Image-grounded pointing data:
- - - - -

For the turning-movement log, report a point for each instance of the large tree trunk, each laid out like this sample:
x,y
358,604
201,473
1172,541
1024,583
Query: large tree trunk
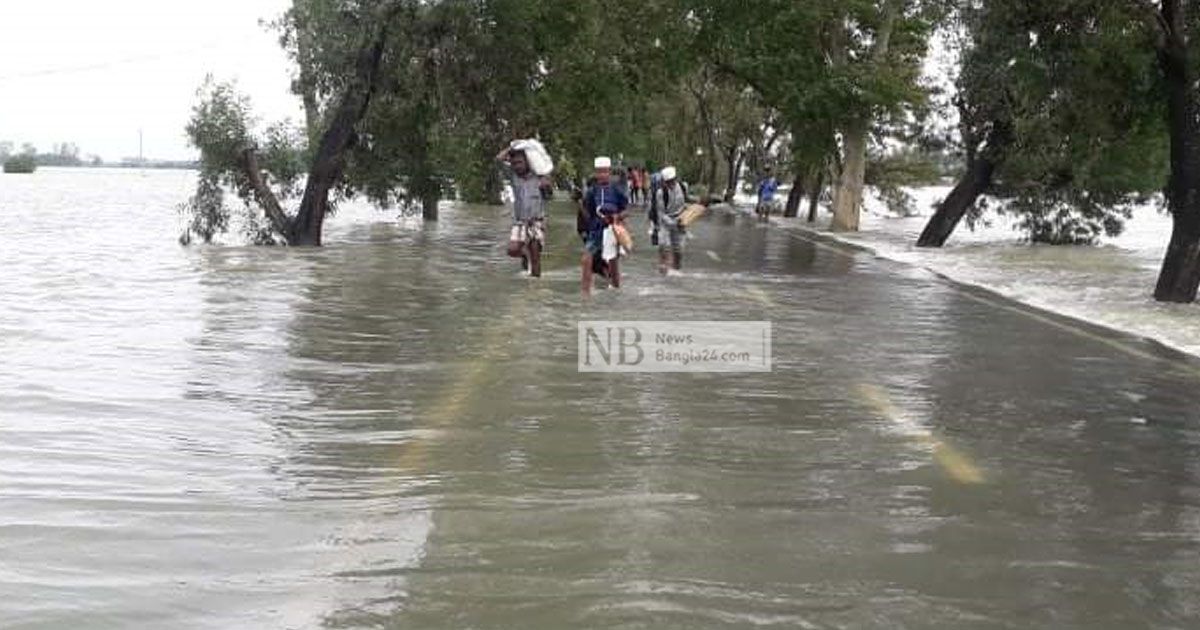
x,y
1180,276
849,195
951,211
795,197
976,181
847,199
736,160
329,162
815,196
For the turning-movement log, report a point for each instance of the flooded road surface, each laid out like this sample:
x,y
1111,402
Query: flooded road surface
x,y
391,432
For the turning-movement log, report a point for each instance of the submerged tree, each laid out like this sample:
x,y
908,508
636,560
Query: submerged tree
x,y
1059,117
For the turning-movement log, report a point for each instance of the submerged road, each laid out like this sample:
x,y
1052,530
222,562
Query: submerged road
x,y
391,432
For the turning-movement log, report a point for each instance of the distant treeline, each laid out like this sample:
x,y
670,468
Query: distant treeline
x,y
69,155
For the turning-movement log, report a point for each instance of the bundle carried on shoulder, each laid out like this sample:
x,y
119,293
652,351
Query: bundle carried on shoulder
x,y
691,214
623,237
535,153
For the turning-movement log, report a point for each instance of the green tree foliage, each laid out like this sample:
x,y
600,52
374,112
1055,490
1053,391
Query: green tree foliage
x,y
1063,96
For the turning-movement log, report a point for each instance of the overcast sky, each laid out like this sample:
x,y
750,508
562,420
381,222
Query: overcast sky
x,y
94,72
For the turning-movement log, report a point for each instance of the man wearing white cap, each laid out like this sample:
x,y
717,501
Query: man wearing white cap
x,y
670,199
603,205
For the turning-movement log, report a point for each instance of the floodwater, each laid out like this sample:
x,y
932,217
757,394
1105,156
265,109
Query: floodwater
x,y
391,432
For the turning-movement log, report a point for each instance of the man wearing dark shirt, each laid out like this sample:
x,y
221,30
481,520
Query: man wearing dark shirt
x,y
603,205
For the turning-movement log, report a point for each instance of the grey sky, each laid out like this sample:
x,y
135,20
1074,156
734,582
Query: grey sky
x,y
95,72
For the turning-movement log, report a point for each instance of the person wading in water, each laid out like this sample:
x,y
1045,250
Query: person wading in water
x,y
767,190
601,208
527,239
670,201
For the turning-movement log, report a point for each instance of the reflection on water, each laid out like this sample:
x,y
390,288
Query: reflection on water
x,y
390,432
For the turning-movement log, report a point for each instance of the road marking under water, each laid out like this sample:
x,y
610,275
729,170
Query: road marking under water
x,y
760,295
457,399
953,462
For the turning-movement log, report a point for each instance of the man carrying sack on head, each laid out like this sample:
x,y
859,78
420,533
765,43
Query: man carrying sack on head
x,y
603,211
529,168
671,199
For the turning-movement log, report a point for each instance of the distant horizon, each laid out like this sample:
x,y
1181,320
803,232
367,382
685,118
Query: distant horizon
x,y
130,66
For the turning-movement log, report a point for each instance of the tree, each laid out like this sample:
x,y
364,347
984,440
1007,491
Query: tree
x,y
1175,25
232,155
837,72
1057,119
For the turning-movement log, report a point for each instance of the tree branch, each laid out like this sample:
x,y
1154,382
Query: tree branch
x,y
263,193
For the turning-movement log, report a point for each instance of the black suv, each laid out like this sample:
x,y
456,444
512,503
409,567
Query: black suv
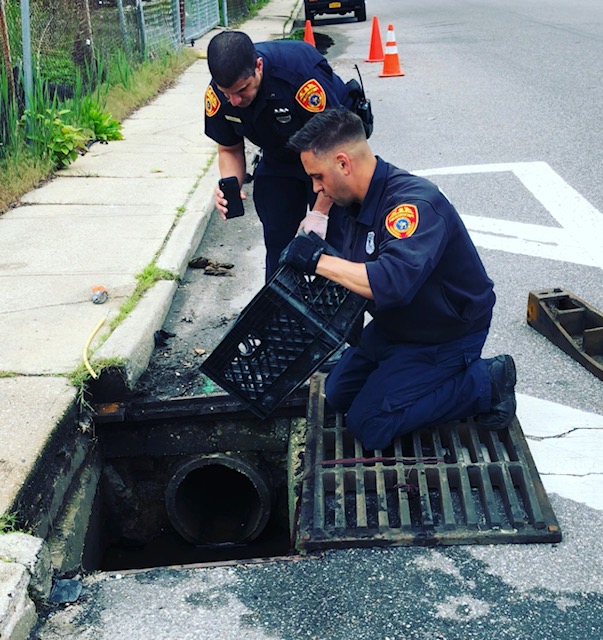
x,y
314,7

- - - - -

_WHAT YOU WILL DO:_ Where the data contains images, drop them and print the rest exactly.

_RESPONSE AREA:_
For the turning-movement log, report a point for each instance of the large tree trunk, each laid out like this sample:
x,y
358,604
201,473
1172,541
1024,583
Query: large tree trunk
x,y
1180,276
849,195
951,211
795,197
976,181
847,199
736,160
329,162
815,196
For the turning-movement log, report a point for each instance of the flooded road surface, each laid out like this sample:
x,y
1111,402
Query: flooded road surface
x,y
391,432
For the turning-movement log, report a point for each instance of the submerged tree, each laid out like this sample:
x,y
908,508
636,560
Query: submerged tree
x,y
1059,117
For the turning-movement log, report a point for each instance of the submerged road, each laid out like this sample:
x,y
1052,530
222,562
Query: submerged road
x,y
391,432
For the turning-movement log, report a point for each instance of the distant treeline, each laid out like this sample:
x,y
670,468
Query: distant treeline
x,y
69,155
For the turning-movement log, report a point for each instance of the bundle carried on shoulder, each laid out like this sample:
x,y
119,293
652,351
Query: bundle carried on shoulder
x,y
691,214
623,237
535,153
For the turning-movement log, report a point for each instance of the green tree foliage, each laid out like this sample:
x,y
600,52
374,112
1055,490
1053,391
Query: green tree foliage
x,y
1063,96
For the turning-movement log, report a point for each instance of the overcast sky, each laid out like this sample:
x,y
750,508
562,420
381,222
Query: overcast sky
x,y
94,72
For the turning-movement log, report a point for each instance of the man wearing white cap, each laid out like this sample:
x,y
717,501
Query: man wearing white cap
x,y
670,199
603,205
For the turning-movement log, report a point for each instance of the floodwater, each laid out like this sample:
x,y
932,217
757,394
1105,156
265,109
Query: floodwater
x,y
391,432
For the turning-movement log, report a point for each instance of the man wearing dark shirt, each laid out like this sample:
x,y
221,30
481,520
Query: man wearing dark shirt
x,y
603,205
For the turning-movement log, report a point for each instance of the grey sky, each laid out like this sample:
x,y
135,20
1074,156
734,582
Query: grey sky
x,y
95,72
For the turning-movement log, report a point for each instance of the person wading in water, each laid out like this sample:
x,y
1045,250
Query: person wading in water
x,y
767,190
601,208
527,239
670,201
For the turning-movement log, report a point for each instance of the reflection on water, each laid out like this sample:
x,y
390,288
Query: reflection on water
x,y
390,432
For the turning-movement log, report a point for each instance of the road marking under water, each laid out like this sample:
x,y
610,275
729,170
Query: road marking under water
x,y
760,295
457,399
953,462
For the turning-movement log, report a point for each instance of the man carrying sack on head, each laid out like this sample:
x,y
859,78
420,533
765,43
Query: man carrying sack on head
x,y
603,211
529,168
671,199
For the turning-movement log, report a point for each instance of the distant horizon, each laid out like this sample:
x,y
1181,320
803,232
367,382
685,118
Query: distant horizon
x,y
130,66
For the turning-movement log, report a point for each instance of the tree, each laid out like this sample:
x,y
364,347
984,440
1007,491
Query: tree
x,y
1175,25
232,155
837,72
1057,119
For the turning-movement log, report a point for each instance of the tree branch, each laid out like this sample:
x,y
1154,382
Query: tree branch
x,y
263,193
For the turning-movement log, report a point for each instance of the black suv, each laid out like this sample:
x,y
456,444
512,503
409,567
Query: black suv
x,y
314,7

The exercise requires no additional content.